### Teks Halaman
■ ■ ■ ■ ■

Menyalakan Semangat 80 Tahun RI, Zakat Produktif untuk Pesantren Mandiri

3 hours ago 2

REPUBLIKA.CO.ID, Oleh: Ade Sofyan Mulazid, (Guru Besar UIN Syarif Hidayatullah Jakarta) dan Yudhiarma (mahasiswa S3 UIN Syarif Hidayatullah Jakarta)

Pada 17 Agustus 2025, Indonesia akan memperingati hari ulang tahun (HUT) ke-80. Untuk ini, pemerintah menetapkan tanggal 18 sebagai libur nasional. Sejarah mencatat, ulama dan pelajar dari pondok pesantren menjadi salah satu ujung tombak dalam perjuangan merebut kemerdekaan. Sehingga 22 Oktober diputuskan sebagai Hari Santri, untuk mengenang Resolusi Jihad yang digelorakan KH Hasyim Asy’ari pada 1945 sebagai komando umat melawan penjajah.

Pesantren telah lama menjadi pusat pendidikan dan pembinaan moral umat di Indonesia, khususnya di daerah pedesaan. Namun, banyak pesantren masih menghadapi tantangan besar dalam aspek pendanaan operasional dan pengembangan kelembagaan.

■ ■ ■ ■ ■

(Data ekspresi rujukan)
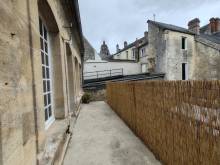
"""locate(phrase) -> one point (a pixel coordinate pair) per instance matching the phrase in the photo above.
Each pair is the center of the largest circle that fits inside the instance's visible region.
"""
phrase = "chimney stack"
(212, 25)
(217, 24)
(117, 48)
(146, 34)
(125, 44)
(194, 26)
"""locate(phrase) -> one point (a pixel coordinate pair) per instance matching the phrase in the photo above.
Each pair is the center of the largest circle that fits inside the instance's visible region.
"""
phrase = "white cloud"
(119, 20)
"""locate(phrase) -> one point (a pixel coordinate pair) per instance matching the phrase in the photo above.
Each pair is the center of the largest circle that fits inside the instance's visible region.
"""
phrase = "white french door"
(46, 74)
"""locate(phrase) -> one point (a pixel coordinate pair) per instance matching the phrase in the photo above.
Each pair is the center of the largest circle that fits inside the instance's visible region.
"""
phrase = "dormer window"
(184, 43)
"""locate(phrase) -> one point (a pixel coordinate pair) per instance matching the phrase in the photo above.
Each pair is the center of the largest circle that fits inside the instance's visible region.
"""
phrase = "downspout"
(33, 80)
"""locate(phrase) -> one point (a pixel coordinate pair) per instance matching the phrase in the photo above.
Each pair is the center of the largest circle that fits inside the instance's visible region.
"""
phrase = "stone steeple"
(104, 52)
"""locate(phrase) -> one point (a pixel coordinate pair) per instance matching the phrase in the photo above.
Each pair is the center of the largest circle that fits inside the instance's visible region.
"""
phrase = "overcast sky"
(118, 20)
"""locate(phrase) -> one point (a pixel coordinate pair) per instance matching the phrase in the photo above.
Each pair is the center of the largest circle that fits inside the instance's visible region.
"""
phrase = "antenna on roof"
(154, 15)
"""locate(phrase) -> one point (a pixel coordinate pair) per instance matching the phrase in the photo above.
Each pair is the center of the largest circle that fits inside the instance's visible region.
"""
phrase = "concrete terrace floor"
(101, 138)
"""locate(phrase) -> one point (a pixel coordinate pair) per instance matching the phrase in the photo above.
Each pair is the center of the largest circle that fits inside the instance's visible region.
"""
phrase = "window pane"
(45, 46)
(41, 44)
(50, 111)
(45, 33)
(45, 100)
(40, 27)
(46, 114)
(42, 57)
(48, 85)
(49, 98)
(45, 86)
(47, 62)
(48, 73)
(43, 72)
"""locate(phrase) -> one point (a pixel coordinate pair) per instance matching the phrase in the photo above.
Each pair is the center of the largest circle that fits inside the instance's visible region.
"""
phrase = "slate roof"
(165, 26)
(213, 37)
(141, 41)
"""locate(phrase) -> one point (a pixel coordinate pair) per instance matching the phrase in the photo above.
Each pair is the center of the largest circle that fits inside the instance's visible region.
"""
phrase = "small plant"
(86, 98)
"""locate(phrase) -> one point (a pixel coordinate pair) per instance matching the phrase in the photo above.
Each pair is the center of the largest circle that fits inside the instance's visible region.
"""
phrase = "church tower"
(104, 52)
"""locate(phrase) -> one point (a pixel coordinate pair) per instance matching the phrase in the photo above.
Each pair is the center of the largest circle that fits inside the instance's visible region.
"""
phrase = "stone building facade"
(104, 52)
(41, 49)
(89, 53)
(184, 54)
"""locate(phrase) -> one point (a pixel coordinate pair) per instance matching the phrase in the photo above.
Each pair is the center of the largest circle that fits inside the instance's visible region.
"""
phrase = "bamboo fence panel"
(178, 120)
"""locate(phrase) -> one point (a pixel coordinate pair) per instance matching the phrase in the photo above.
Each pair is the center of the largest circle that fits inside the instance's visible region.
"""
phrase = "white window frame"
(46, 74)
(185, 43)
(186, 71)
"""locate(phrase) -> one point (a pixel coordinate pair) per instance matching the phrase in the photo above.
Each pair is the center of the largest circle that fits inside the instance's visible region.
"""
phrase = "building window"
(133, 53)
(127, 55)
(184, 71)
(144, 68)
(184, 43)
(142, 52)
(45, 57)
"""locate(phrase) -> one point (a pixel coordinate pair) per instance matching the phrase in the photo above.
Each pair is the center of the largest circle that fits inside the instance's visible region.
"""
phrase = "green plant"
(86, 98)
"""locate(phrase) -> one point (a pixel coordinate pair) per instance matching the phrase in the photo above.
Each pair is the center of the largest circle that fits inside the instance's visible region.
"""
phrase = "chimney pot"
(194, 25)
(125, 44)
(217, 24)
(117, 48)
(212, 25)
(146, 34)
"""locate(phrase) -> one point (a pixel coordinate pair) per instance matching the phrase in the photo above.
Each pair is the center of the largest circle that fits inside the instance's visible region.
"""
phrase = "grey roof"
(213, 37)
(165, 26)
(140, 41)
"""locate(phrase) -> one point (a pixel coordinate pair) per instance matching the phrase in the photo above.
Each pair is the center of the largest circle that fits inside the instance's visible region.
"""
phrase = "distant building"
(41, 56)
(89, 53)
(183, 54)
(104, 52)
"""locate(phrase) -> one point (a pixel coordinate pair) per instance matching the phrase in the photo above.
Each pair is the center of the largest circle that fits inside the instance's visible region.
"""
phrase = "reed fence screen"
(179, 121)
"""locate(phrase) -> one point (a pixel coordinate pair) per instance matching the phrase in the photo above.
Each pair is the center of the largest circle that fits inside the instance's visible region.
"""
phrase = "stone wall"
(23, 132)
(89, 53)
(175, 56)
(156, 49)
(206, 61)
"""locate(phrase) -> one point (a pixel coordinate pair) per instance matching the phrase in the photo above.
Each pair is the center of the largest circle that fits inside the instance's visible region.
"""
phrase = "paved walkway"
(101, 138)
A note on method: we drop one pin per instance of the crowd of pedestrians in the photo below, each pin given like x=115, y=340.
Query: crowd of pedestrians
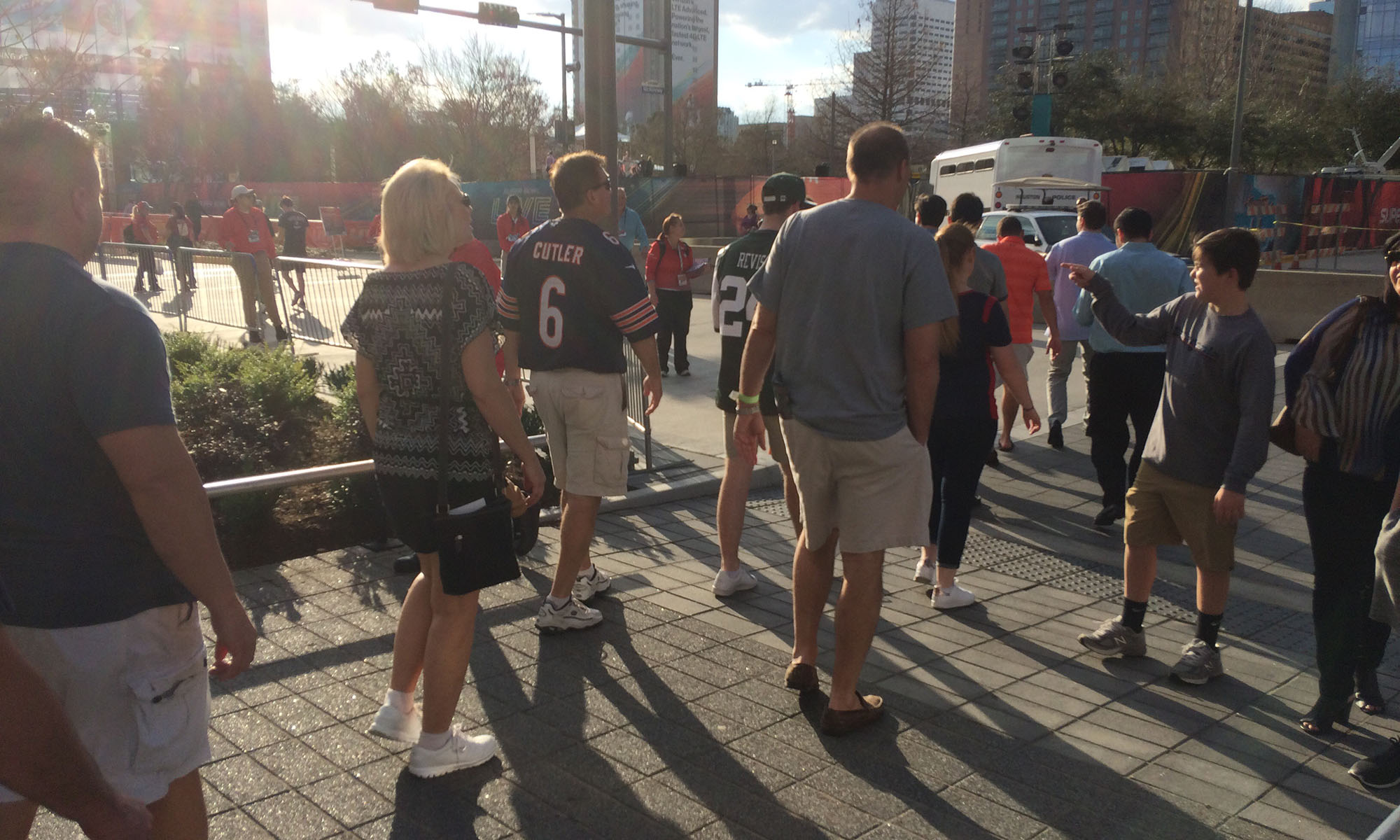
x=860, y=349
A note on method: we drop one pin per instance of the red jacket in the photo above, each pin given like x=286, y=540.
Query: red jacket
x=510, y=230
x=667, y=267
x=247, y=233
x=477, y=254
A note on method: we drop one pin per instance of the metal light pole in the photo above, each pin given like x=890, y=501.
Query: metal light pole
x=564, y=62
x=1233, y=176
x=668, y=94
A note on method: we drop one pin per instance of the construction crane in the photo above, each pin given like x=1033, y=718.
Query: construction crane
x=1377, y=167
x=788, y=93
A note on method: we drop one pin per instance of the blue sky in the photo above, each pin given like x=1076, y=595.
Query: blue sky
x=775, y=41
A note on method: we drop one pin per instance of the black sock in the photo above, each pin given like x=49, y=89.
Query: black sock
x=1209, y=628
x=1133, y=614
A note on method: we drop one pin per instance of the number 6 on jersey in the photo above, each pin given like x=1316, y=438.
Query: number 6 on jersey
x=551, y=318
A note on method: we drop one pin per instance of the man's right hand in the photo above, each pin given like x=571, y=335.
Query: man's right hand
x=1082, y=275
x=128, y=820
x=750, y=436
x=236, y=640
x=652, y=387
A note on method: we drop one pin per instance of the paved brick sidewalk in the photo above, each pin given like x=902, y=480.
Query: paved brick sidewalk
x=671, y=720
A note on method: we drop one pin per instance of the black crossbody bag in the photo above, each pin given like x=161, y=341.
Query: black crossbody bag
x=477, y=550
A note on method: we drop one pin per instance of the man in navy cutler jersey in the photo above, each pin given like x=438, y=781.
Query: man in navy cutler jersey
x=572, y=296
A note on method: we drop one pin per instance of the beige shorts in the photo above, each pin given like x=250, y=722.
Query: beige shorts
x=1024, y=355
x=775, y=433
x=135, y=691
x=877, y=493
x=1167, y=512
x=586, y=428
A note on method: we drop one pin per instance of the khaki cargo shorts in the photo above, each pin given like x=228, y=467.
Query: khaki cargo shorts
x=778, y=449
x=586, y=428
x=135, y=691
x=877, y=493
x=1167, y=512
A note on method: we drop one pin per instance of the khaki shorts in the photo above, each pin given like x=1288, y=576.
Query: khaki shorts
x=1167, y=512
x=775, y=433
x=586, y=428
x=1024, y=355
x=877, y=493
x=135, y=691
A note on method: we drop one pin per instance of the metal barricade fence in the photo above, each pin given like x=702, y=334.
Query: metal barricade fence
x=320, y=293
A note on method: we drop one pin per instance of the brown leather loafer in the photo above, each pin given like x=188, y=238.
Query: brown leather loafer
x=844, y=723
x=802, y=677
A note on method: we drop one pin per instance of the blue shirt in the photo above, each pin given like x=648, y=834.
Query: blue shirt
x=80, y=360
x=631, y=230
x=1082, y=250
x=573, y=295
x=1143, y=279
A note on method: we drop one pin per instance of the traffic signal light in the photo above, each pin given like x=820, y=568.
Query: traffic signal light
x=498, y=15
x=407, y=6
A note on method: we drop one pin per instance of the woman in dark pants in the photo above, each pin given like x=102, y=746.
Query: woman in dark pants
x=670, y=270
x=400, y=326
x=965, y=416
x=1343, y=387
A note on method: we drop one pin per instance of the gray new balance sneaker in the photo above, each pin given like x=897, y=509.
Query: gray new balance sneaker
x=1199, y=663
x=1115, y=639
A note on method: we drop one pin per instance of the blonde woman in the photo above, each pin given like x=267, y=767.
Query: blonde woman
x=397, y=327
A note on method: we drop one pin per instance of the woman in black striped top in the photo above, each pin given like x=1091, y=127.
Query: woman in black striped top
x=1343, y=386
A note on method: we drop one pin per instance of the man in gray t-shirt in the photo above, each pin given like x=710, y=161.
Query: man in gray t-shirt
x=850, y=309
x=1209, y=439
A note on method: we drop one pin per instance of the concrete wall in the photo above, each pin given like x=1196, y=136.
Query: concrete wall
x=1292, y=303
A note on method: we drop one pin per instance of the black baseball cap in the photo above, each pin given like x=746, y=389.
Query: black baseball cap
x=786, y=188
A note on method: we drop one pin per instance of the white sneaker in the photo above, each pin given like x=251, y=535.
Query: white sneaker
x=729, y=583
x=953, y=597
x=592, y=583
x=460, y=752
x=396, y=726
x=572, y=617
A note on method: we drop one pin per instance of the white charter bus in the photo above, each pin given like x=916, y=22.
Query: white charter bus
x=1026, y=173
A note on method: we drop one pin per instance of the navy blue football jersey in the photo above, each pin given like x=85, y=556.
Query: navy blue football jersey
x=573, y=293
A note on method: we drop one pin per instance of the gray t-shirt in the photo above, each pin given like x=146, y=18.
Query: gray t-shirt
x=988, y=276
x=846, y=281
x=1212, y=426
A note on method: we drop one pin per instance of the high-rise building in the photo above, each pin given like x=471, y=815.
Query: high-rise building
x=640, y=72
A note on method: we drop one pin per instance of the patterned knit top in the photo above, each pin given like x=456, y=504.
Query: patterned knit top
x=1350, y=396
x=398, y=324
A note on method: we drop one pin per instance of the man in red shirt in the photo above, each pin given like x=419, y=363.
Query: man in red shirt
x=1027, y=279
x=246, y=232
x=512, y=226
x=475, y=253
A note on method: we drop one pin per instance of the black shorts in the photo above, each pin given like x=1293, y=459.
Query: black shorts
x=411, y=505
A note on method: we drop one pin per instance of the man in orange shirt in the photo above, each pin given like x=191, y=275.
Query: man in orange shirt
x=246, y=232
x=1027, y=279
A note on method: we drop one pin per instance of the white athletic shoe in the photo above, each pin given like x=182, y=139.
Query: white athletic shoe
x=592, y=583
x=953, y=597
x=396, y=726
x=460, y=752
x=729, y=583
x=572, y=617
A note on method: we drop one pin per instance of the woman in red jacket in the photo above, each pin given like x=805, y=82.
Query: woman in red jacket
x=670, y=271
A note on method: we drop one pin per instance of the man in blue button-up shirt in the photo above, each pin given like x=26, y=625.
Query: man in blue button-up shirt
x=1126, y=383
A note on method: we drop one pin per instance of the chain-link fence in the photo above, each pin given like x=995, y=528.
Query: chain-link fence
x=310, y=299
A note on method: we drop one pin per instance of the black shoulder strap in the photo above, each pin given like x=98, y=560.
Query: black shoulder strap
x=446, y=388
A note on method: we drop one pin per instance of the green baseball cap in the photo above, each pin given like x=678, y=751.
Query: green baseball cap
x=786, y=188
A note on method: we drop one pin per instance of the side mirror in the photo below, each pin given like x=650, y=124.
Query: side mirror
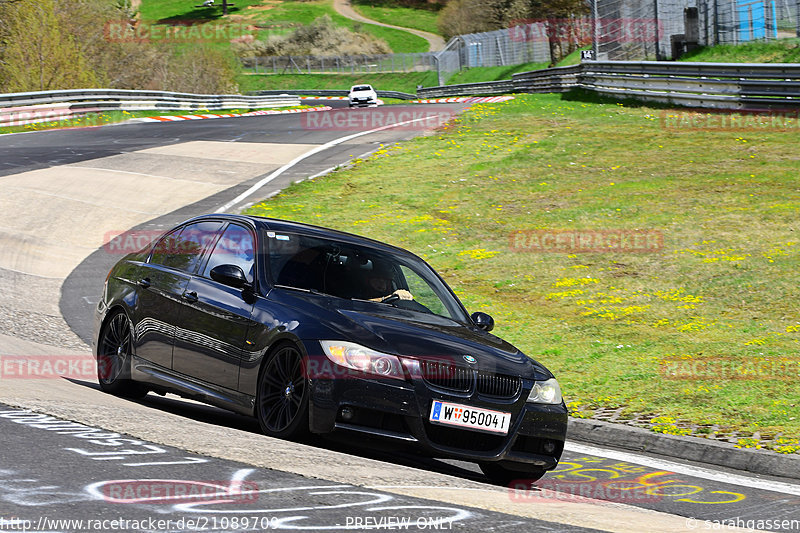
x=231, y=275
x=483, y=321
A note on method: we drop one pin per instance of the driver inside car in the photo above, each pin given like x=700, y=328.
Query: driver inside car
x=380, y=284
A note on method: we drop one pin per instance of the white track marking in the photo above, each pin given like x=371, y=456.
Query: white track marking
x=316, y=150
x=694, y=471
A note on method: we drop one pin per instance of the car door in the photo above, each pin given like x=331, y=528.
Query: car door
x=214, y=318
x=162, y=283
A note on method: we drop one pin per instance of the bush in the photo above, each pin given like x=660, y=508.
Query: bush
x=320, y=38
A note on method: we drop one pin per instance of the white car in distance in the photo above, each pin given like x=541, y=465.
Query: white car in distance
x=363, y=96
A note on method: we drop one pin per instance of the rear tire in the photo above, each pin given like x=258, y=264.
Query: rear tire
x=114, y=351
x=283, y=391
x=505, y=476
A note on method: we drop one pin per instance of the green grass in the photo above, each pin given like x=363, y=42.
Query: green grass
x=407, y=17
x=387, y=82
x=781, y=51
x=112, y=117
x=724, y=287
x=477, y=74
x=280, y=17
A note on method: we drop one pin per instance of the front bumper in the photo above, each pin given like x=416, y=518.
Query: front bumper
x=399, y=410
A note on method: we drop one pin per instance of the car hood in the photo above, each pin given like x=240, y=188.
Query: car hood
x=406, y=333
x=429, y=337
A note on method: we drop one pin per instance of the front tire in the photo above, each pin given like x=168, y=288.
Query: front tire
x=506, y=476
x=283, y=391
x=114, y=352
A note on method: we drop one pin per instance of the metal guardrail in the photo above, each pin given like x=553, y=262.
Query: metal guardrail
x=335, y=92
x=708, y=85
x=34, y=107
x=467, y=89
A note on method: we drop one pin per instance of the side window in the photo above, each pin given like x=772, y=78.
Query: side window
x=423, y=293
x=165, y=247
x=235, y=247
x=183, y=248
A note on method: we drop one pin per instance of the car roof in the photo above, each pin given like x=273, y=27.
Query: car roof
x=276, y=224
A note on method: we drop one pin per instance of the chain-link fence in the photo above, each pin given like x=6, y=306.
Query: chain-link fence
x=360, y=64
x=523, y=43
x=665, y=29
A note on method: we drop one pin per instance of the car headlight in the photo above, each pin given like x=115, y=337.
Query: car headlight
x=357, y=357
x=548, y=392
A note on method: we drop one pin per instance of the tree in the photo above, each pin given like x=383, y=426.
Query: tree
x=38, y=55
x=559, y=17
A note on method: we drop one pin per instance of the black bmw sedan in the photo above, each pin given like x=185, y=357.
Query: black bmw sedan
x=310, y=329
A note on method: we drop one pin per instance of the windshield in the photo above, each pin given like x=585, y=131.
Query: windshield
x=353, y=272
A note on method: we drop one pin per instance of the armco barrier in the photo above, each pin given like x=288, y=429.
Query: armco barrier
x=333, y=92
x=467, y=89
x=30, y=108
x=706, y=85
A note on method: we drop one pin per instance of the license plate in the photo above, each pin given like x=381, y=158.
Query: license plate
x=475, y=418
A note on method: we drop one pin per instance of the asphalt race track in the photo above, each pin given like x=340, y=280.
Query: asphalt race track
x=65, y=192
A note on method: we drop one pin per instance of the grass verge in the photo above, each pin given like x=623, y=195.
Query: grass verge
x=636, y=334
x=273, y=17
x=407, y=17
x=781, y=51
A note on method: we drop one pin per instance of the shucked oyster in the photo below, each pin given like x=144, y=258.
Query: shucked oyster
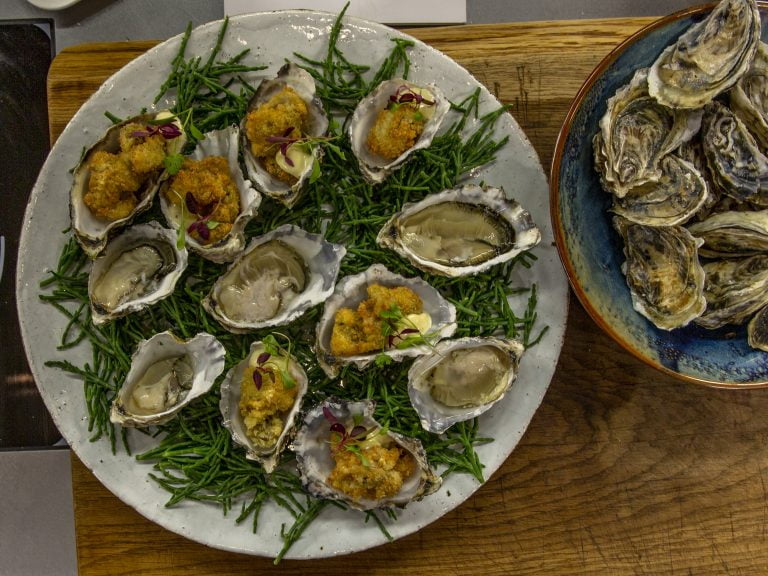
x=282, y=116
x=343, y=454
x=139, y=267
x=166, y=374
x=260, y=401
x=709, y=58
x=210, y=199
x=663, y=272
x=119, y=176
x=352, y=328
x=461, y=379
x=461, y=231
x=279, y=277
x=396, y=119
x=635, y=133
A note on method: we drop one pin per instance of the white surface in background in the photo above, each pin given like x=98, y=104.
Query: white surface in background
x=384, y=11
x=37, y=527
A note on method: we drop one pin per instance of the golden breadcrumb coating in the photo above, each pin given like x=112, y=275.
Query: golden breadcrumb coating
x=360, y=331
x=373, y=474
x=111, y=187
x=284, y=110
x=395, y=131
x=210, y=183
x=264, y=410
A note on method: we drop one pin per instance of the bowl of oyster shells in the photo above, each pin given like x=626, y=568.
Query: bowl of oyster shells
x=659, y=194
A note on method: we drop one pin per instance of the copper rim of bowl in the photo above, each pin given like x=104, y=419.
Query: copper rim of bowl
x=554, y=203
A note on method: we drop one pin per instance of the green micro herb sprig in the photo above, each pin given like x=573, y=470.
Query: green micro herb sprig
x=194, y=458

■ ■ ■ ■ ■

### Uji Pemahaman
a) Salin kembali bagian artikel tentang zakat produktif untuk pesantren, mulai dari "Pada 17 Agustus" dan berakhir pada "dan pengembangan kelembagaan.".
b) Menurut artikel tentang zakat produktif untuk pesantren, tanggal berapa diputuskan sebagai Hari Santri?
c) Teruskan artikel tentang zakat produktif untuk pesantren mandiri, dimulai setelah kalimat terakhir yang ditampilkan.

### Jawaban per Butir
a)
Pada 17 Agustus 2025, Indonesia akan memperingati hari ulang tahun (HUT) ke-80. Untuk ini, pemerintah menetapkan tanggal 18 sebagai libur nasional. Sejarah mencatat, ulama dan pelajar dari pondok pesantren menjadi salah satu ujung tombak dalam perjuangan merebut kemerdekaan. Sehingga 22 Oktober diputuskan sebagai Hari Santri, untuk mengenang Resolusi Jihad yang digelorakan KH Hasyim Asy’ari pada 1945 sebagai komando umat melawan penjajah.

Pesantren telah lama menjadi pusat pendidikan dan pembinaan moral umat di Indonesia, khususnya di daerah pedesaan. Namun, banyak pesantren masih menghadapi tantangan besar dalam aspek pendanaan operasional dan pengembangan kelembagaan.

b) 22 Oktober

c)
Menurut hasil riset Balitbang Kemenag (2022), lebih dari 70% pesantren masih menggantungkan operasional harian pada dana non-produktif. Hal ini membuat pesantren rentan dalam menghadapi perubahan dinamika sosial ekonomi, seperti inflasi, resesi, atau pandemi. Ketergantungan terhadap donatur, sumbangan masyarakat, dan infak harian kerap menjadi sumber utama pemasukan pesantren.

Di sisi lain, zakat sebagai instrumen keuangan Islam memiliki potensi besar untuk mengatasi ketimpangan sosial dan mendorong kemandirian ekonomi umat. Salah satu pendekatan yang semakin relevan dalam konteks modern adalah zakat produktif, yaitu pengelolaan dana zakat dengan orientasi pemberdayaan.

Ketua Baznas RI, Noor Achmad menekankan zakat harus menjadi instrumen pemberdayaan ekonomi pesantren, tidak sekadar bantuan konsumtif. Seperti melalui Zmart Pesantren, BAZNAS ingin sekolah Islam berasrama itu tidak hanya menjadi pusat pendidikan, tetapi juga pusat pemberdayaan ekonomi.

Program ini, dirancang agar pesantren memiliki unit usaha ritel, seperti minimarket, di mana santri langsung dilibatkan dalam pengelolaan usaha sebagai bekal kewirausahaan santri.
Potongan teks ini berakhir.